### WHAT YOU HAVE TO DO
Pull out every line of the entries below that contains the word "helmet", copying each one in full.

### DATA SUPPLIED
╔══

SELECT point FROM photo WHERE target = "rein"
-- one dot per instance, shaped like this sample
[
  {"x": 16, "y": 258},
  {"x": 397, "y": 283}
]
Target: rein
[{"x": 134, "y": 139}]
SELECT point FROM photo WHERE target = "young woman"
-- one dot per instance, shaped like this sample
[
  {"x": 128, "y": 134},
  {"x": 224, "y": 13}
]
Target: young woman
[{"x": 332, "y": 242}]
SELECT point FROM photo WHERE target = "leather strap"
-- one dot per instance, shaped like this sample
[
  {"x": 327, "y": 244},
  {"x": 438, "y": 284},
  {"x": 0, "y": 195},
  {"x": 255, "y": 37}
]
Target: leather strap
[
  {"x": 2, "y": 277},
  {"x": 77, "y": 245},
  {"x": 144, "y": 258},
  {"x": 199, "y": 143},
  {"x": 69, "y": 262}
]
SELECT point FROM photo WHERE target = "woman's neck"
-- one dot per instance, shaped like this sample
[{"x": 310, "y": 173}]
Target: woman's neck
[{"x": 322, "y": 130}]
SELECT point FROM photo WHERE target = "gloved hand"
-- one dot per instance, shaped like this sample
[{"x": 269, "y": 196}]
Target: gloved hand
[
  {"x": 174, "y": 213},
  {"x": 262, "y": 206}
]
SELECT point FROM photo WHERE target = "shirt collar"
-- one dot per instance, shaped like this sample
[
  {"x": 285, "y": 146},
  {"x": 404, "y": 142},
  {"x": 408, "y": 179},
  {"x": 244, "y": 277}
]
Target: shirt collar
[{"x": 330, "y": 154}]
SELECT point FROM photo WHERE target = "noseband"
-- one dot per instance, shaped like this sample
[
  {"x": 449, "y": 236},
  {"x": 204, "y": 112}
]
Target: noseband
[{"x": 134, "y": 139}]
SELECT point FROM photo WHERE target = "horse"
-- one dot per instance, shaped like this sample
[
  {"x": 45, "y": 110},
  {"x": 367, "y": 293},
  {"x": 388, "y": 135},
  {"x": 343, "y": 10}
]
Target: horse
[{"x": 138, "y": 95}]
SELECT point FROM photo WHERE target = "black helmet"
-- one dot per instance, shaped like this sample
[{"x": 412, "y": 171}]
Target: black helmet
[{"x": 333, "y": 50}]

╚══

### SOLUTION FOR THIS TASK
SELECT point FROM photo WHERE target = "black helmet"
Target: black helmet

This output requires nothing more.